◆ Source passage
begin

James Hepher, a surveyor and archaeologist from Historic Scotland, spoke about the challenges faced by those working on the Scottish Ten project. He was very recently back from scanning the Sydney Opera House. This involved a large team scanning the exterior and interior of the building, from the ground, from rigs on top of the sails, and by abseiling down the sides.

Five different scanners were used. These devices output raw data in different formats, which has to be merged to produce the point cloud. We were shown some amazing fly-throughs of the Opera House, Sydney harbour full of boats and the sky scrapers behind. The area was scanned at a resolution of 5mm, so one can imagine the volumes of data involved.

Similarly, English Heritage (EH) are also using 3D laser scanning to record important monuments and building such as Stonehenge, Harmondsworth Barn (aka The Cathedral of Middlesex) and Iron Bridge.

Stonehenge has recently been scanned, to a resolution of 0.5mm. This will allow a baseline to be taken of the condition of the stones. New scans in the future can then be used to measure any erosion and damage. This has parallels with a project on which I have been working, documenting the scenes in the frieze on Trajan’s Column. In the 19th century, plaster casts were taken of the column. These are now, in many ways, a more accurate source of information than the column itself, as the casts have been preserved inside, while the column has endured another century of Roman pollution.

end

◆ Exercise goal
Transcribe the passage on 3D laser scanning of heritage sites from "Similarly, English Heritage" to "and Iron Bridge.". The listing below is not needed for this work.

◆ Stored data
begin

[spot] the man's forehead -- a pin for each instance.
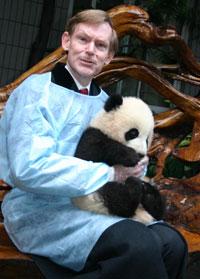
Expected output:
(93, 28)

end

◆ Solution
Similarly, English Heritage (EH) are also using 3D laser scanning to record important monuments and building such as Stonehenge, Harmondsworth Barn (aka The Cathedral of Middlesex) and Iron Bridge.